-- start of EXTRACTED MATERIAL --

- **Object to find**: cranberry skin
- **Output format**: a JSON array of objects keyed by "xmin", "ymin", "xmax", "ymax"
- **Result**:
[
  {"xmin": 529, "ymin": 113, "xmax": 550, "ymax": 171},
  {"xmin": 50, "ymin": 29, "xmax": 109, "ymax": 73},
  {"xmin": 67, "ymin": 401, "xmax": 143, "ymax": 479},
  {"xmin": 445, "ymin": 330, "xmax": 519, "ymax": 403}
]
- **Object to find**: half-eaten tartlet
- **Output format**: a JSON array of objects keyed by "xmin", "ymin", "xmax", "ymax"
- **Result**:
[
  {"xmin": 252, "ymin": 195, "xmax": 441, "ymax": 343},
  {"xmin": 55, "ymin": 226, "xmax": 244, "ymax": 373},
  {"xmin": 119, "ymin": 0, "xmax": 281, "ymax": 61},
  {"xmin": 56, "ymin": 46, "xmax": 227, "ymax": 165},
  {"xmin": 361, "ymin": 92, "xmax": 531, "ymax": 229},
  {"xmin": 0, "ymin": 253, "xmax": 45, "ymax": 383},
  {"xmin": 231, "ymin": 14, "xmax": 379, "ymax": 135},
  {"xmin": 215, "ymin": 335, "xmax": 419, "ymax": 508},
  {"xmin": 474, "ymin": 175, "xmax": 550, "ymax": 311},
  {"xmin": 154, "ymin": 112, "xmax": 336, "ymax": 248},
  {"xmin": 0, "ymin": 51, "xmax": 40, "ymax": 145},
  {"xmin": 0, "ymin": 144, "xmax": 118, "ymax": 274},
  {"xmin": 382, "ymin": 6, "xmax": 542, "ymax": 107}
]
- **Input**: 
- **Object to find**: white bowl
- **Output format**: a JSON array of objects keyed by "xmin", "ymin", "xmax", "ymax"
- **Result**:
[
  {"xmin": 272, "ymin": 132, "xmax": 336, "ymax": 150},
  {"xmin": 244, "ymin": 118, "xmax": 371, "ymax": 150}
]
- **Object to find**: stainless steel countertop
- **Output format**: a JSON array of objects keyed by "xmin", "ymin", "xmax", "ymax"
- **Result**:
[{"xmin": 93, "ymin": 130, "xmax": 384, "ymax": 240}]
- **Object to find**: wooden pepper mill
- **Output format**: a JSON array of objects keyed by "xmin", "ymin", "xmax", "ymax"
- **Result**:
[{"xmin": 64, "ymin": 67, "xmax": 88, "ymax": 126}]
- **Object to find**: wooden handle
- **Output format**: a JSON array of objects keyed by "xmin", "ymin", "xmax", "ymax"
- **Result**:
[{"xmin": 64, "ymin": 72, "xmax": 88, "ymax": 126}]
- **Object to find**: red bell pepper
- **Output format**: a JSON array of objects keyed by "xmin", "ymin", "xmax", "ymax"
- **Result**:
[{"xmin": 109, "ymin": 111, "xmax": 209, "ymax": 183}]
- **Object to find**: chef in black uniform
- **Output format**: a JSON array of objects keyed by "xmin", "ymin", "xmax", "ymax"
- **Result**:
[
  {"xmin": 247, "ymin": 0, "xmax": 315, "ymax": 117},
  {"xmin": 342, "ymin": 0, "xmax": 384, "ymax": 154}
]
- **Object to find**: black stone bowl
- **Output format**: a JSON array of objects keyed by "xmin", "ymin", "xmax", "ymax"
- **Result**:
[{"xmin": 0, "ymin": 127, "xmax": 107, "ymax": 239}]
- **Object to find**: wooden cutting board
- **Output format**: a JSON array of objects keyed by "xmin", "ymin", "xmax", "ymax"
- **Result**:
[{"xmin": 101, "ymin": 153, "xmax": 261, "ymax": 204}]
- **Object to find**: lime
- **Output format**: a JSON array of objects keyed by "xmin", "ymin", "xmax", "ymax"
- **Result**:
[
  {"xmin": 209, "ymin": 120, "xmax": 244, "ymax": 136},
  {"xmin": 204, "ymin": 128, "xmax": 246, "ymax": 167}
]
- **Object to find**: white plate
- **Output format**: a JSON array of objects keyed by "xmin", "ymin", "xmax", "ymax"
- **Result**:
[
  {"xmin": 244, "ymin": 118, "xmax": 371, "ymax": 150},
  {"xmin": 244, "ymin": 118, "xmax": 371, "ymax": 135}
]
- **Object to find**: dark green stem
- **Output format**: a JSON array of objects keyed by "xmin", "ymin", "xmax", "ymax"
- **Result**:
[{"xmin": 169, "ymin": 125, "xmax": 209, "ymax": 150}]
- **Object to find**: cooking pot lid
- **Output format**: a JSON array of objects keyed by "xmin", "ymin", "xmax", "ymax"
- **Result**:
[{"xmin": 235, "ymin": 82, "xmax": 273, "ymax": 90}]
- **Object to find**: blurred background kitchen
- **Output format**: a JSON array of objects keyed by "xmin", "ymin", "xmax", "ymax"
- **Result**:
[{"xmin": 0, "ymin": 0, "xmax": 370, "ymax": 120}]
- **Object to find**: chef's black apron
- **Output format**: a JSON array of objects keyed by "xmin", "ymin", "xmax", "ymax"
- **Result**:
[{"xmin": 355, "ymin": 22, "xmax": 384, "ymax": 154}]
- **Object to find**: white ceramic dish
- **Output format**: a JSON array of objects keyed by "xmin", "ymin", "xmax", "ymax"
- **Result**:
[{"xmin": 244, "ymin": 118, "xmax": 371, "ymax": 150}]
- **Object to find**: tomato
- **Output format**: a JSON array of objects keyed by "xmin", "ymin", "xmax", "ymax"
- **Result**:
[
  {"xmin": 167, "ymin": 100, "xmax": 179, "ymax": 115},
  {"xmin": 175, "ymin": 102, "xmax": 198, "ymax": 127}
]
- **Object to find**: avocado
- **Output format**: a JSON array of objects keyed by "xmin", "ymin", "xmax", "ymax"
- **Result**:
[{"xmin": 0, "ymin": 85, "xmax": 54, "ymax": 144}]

-- end of EXTRACTED MATERIAL --
-- start of EXTRACTED MATERIAL --

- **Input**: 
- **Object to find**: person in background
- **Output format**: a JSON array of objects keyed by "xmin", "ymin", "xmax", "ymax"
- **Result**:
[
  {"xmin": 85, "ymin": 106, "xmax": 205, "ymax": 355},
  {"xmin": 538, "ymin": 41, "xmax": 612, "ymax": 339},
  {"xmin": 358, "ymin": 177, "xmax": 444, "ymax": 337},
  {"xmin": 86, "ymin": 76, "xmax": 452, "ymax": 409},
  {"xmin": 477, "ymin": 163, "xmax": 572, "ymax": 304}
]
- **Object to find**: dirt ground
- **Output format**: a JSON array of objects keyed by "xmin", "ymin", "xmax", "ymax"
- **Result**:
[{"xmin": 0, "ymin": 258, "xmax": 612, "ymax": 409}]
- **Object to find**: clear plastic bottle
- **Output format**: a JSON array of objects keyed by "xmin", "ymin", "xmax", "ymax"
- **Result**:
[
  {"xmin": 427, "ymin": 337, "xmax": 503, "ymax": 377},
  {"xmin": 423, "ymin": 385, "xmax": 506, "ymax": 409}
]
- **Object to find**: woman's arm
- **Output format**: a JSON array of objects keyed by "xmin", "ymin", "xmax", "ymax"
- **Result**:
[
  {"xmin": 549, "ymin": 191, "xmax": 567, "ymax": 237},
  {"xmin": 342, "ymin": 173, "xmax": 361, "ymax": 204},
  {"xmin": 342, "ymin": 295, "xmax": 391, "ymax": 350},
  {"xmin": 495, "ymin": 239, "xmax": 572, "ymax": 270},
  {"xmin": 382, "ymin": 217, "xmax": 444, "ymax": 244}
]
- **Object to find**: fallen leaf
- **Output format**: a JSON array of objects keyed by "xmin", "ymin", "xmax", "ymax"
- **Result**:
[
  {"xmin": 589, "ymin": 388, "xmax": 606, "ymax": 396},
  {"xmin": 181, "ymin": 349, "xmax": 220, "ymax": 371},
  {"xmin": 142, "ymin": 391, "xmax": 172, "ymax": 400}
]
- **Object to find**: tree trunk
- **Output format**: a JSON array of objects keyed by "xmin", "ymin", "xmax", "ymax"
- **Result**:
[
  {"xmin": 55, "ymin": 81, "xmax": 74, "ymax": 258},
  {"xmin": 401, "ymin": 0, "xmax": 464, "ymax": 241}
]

-- end of EXTRACTED MATERIAL --

Select every line above that contains the string "pepper", and copy each one in full. Matching is case-sensitive.

## SOLUTION TO THIS PROBLEM:
- **Object to find**: wooden pepper mill
- **Object to find**: red bell pepper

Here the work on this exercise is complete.